■ **Given text**
Famous 20th Century Women
Octavia Hill (1838 – 1912) Co-founder of the National Trust lived at Larkfield in Crockham Hill. She was an ardent conservationist and fervently believed that communities benefit from access to nature and the countryside. A driving force and co-founder of the National Trust, she donated one of their first properties, the sunken well terrace in Toys Hill village. Her sister and co-founder donated Mariners Hill. Octavia is also credited with the concept of the Green Belt, and our local Ide Hill, Mariners Hill and Toys Hill became an early part of that protective circle around London. Today, thanks to the National Trust, some 300 historic properties and 250,000 hectares of land are protected for all us to enjoy. Read more about her here
Dame Eileen Younghusband
Dame Eileen Louise Younghusband DBE, CBE, MBE (1902–1981)
The daughter of Sir Francis Younghusband, Eileen lived in Westerham and would seem to have been hugely influenced by her father. A woman of strategic thinking and prodigious output, she was passionate about improving society in the UK and abroad.
She contributed to 20th century social services reforms and in particular to the education of care workers. To raise the standard across the country, Eileen pioneered the teaching of a generic course that was to become a prototype for professional social work training in universities. She sat on various national committees and produced influential reports including the Younghusband Report of 1960 on social workers. Her achievements were acknowledged with international university doctorates, an MBE, a CBE and a DBE.
To read more about Dame Eileen Younghusband click here.
Gladys Aylward (1902–1970)
Gladys worked for Younghusband as a parlour maid in London and Westerham. Desperate to become a missionary, she saved from her meagre salary to fund her lone journey to a remote village in China. There she helped set up a mission. At that time the cruel tradition of binding little girls’ feet had just been made illegal, and the district Mandarin needed a lady (with healthy unbound feet) to tour the province and help enforce the law.
On her travels, she came across a woman using a skinny little kidnapped girl as a begging aid and bought the child for nine pence. So ‘Ninepence’ became the first of hundreds of orphans she cared for.

■ **Stored items**
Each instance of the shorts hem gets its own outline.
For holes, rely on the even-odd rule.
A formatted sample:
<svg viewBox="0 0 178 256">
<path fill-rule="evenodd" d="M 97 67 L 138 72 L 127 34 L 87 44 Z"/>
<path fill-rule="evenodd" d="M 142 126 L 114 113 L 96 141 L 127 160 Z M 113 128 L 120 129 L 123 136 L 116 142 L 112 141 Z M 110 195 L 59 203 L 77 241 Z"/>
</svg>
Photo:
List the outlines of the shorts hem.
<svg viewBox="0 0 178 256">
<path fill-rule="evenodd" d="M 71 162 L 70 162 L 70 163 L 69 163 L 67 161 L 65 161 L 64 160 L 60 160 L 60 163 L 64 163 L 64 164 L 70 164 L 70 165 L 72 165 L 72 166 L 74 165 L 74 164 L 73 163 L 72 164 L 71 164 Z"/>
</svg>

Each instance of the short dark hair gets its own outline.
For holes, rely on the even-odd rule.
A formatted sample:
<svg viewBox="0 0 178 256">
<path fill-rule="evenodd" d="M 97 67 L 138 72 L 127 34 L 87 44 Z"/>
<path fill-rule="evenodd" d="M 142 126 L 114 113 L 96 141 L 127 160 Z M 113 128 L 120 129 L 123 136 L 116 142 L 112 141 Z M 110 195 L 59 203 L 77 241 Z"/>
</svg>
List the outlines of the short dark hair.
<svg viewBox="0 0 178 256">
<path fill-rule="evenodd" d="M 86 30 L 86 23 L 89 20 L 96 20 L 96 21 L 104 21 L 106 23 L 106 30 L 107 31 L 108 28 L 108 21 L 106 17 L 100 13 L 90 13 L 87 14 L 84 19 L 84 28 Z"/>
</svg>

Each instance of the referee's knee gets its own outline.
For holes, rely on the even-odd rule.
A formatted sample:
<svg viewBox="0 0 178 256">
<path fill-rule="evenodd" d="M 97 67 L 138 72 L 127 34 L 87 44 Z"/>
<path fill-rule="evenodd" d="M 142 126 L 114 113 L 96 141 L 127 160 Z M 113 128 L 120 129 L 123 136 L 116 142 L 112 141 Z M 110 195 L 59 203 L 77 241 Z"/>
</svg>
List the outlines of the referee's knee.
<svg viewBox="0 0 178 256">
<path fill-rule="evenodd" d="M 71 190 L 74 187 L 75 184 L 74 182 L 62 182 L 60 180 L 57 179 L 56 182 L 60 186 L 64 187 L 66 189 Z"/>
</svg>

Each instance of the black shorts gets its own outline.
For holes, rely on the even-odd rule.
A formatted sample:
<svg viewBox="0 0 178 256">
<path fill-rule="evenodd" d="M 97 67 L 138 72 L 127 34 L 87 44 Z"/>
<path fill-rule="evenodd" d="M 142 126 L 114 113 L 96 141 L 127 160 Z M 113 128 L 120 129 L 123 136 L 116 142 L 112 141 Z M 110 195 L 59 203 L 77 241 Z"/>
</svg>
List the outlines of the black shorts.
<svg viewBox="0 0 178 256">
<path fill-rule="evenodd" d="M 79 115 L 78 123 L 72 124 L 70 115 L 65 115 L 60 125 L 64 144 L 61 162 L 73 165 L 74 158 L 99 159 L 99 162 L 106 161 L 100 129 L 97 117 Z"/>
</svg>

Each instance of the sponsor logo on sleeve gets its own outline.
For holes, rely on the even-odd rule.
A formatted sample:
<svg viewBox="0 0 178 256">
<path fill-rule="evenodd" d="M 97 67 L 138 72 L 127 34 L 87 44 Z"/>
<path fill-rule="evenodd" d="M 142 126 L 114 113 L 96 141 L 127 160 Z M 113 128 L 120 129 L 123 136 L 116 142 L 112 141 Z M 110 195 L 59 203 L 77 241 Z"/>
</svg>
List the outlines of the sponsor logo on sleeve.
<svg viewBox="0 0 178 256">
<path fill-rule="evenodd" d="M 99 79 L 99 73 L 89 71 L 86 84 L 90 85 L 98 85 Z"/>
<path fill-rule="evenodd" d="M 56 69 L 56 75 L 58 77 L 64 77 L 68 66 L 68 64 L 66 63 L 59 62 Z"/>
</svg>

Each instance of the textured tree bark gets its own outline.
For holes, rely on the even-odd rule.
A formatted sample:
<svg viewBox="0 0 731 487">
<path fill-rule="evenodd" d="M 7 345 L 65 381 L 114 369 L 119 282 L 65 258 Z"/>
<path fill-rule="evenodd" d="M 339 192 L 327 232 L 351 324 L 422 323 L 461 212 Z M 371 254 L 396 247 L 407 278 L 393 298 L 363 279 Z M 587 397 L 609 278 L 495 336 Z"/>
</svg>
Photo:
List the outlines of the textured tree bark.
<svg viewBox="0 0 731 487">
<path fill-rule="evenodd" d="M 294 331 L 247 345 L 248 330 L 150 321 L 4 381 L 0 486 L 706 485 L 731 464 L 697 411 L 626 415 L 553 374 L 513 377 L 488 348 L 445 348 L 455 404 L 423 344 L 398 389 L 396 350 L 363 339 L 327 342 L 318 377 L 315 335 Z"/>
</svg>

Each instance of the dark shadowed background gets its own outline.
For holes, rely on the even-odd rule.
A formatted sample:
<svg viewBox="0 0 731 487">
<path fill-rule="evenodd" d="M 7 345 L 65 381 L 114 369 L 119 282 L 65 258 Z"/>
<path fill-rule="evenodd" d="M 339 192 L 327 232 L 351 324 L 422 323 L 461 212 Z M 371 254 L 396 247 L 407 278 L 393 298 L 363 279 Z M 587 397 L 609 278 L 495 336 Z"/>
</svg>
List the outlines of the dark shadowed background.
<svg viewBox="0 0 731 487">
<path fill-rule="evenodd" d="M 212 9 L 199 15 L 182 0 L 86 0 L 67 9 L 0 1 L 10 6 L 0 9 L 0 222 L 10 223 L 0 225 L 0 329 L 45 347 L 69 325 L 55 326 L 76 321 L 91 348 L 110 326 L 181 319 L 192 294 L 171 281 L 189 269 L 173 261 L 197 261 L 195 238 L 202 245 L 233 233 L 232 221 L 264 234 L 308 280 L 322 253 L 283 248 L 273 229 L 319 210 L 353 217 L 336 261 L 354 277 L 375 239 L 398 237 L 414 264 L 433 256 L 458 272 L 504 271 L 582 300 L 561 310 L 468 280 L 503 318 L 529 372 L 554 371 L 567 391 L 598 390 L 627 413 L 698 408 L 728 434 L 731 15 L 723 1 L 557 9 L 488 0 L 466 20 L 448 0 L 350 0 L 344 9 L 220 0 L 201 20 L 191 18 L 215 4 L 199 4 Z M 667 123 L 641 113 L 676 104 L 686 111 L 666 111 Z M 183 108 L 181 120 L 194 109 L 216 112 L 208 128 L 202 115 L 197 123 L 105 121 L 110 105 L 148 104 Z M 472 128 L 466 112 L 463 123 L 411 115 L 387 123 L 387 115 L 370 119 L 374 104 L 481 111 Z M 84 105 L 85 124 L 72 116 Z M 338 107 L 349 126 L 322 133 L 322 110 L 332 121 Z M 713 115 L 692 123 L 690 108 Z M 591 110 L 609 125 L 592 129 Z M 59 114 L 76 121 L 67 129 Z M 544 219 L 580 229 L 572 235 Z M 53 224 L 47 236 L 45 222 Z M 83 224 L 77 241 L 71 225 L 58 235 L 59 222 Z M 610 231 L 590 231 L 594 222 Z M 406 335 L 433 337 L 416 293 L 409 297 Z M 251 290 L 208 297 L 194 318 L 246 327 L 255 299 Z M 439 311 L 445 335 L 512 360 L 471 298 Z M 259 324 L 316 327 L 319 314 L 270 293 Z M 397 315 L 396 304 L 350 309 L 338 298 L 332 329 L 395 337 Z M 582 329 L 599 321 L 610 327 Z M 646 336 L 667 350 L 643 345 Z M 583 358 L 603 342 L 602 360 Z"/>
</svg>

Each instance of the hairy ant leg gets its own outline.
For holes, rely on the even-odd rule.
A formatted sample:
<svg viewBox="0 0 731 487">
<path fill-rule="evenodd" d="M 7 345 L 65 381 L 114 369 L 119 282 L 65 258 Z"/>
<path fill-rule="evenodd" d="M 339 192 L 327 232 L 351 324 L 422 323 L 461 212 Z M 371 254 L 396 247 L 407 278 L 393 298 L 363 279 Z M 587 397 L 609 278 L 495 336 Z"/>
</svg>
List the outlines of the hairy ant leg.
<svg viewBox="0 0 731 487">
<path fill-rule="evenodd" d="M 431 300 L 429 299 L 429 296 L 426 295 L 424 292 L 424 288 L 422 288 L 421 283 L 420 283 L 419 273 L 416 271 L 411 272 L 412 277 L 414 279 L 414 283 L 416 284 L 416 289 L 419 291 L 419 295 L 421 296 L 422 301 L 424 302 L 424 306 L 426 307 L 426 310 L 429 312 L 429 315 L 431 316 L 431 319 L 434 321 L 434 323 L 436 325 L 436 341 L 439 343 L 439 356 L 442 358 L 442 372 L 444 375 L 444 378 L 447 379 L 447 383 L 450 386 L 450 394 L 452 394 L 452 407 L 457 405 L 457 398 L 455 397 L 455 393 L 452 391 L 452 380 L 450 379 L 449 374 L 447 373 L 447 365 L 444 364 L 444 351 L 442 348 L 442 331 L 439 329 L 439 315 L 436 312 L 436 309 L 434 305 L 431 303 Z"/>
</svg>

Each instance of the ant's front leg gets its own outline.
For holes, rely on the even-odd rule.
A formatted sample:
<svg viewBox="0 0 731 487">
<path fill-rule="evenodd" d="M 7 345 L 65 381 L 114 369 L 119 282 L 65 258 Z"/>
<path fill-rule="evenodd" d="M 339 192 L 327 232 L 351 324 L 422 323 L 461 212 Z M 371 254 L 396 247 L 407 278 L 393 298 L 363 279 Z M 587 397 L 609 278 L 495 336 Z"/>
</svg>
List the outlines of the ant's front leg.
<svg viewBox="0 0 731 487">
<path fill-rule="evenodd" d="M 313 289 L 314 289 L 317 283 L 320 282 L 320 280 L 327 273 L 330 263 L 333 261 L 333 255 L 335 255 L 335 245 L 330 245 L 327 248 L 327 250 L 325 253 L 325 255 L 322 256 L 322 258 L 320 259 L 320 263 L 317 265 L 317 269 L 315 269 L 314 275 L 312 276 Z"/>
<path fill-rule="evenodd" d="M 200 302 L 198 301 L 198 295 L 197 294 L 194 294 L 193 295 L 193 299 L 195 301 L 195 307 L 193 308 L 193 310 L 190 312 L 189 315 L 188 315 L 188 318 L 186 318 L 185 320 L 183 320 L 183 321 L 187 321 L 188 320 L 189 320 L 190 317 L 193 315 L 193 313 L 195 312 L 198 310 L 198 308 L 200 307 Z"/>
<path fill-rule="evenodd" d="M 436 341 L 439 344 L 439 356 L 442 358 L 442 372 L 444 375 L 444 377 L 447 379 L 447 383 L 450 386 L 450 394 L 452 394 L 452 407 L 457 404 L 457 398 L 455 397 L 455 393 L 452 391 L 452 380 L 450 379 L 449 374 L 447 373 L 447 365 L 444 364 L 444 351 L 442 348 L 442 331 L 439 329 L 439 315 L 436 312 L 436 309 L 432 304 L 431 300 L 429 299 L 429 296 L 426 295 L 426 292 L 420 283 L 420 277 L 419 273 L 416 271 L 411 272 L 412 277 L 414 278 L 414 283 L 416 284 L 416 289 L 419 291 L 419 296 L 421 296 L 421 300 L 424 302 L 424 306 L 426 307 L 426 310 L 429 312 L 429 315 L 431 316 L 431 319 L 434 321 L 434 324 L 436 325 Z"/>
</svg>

■ **Required tasks**
- 1) Do these statements agree with the text on famous 20th century women? Answer yes or no for each, and quote the deciding words. (a) Octavia Hill lived at Larkfield in Crockham Hill. (b) The Younghusband Report on social workers appeared in 1950. (c) Gladys Aylward paid nine pence for the kidnapped girl.
- 2) Set down the stretch of the text on famous 20th century women from "She contributed to" through "Younghusband click here.", copying it word for word.
- 3) Resume the text on famous 20th century women, carrying it on from its final sentence.
These records were taken from a separate source.

■ **Answers for the exercise**
- 1)
(a) Yes: "Co-founder of the National Trust lived at Larkfield in Crockham Hill."
(b) No: "the Younghusband Report of 1960 on social workers."
(c) Yes: "bought the child for nine pence."

- 2)
She contributed to 20th century social services reforms and in particular to the education of care workers. To raise the standard across the country, Eileen pioneered the teaching of a generic course that was to become a prototype for professional social work training in universities. She sat on various national committees and produced influential reports including the Younghusband Report of 1960 on social workers. Her achievements were acknowledged with international university doctorates, an MBE, a CBE and a DBE.
To read more about Dame Eileen Younghusband click here.

- 3)
When the Japanese invaded, she was rightly suspected of spying for her adopted land and forced to evacuate her orphanage. Despite ill health, she led 100 children on a dangerous 12-day journey to safety.
Alan Burgess’s book‚ The Small Woman, and the film, The Inn of Sixth Happiness, starring Ingrid Bergman, were both based on her amazing story.
To read more about Gladys Aylward click here.
Alice Hargreaves, née Liddell (1852–1934)
‘Alice in Wonderland’
When Charles Dodgson (Lewis Carroll) regaled the Liddell girls with the story of the girl falling down a rabbit hole, Alice begged for a manuscript of her story, which was later published as ‘Alice’s Adventures in Wonderland’. When Alice grew up she was rumoured to have been romantically linked with Queen Victoria’s son and family friend, Leopold. The evidence is slight, but subsequently he did name his daughter Alice, and she named her son Leopold. Later Alice came to live at ‘Breaches’ in Westerham. Local residents remember seeing her Rolls Royce, number plate ‘A1’, parked outside what is now Owl House.
To read more about Alice click here to go to the BBC website. Alice died in Westerham aged 82 and is buried in the family grave at Lyndhurst in the New Forest.
Eleanor Laird Busk
Eleanor lived at The Grange in Westerham. A local philanthropist, she set up a hospital for the WWI wounded. In 1922 she founded Westerham’s Library by making a gift of the land on which it was built. During WWII Eleanor established the local Women’s Voluntary Service. She also founded the first baby clinic in rural Kent.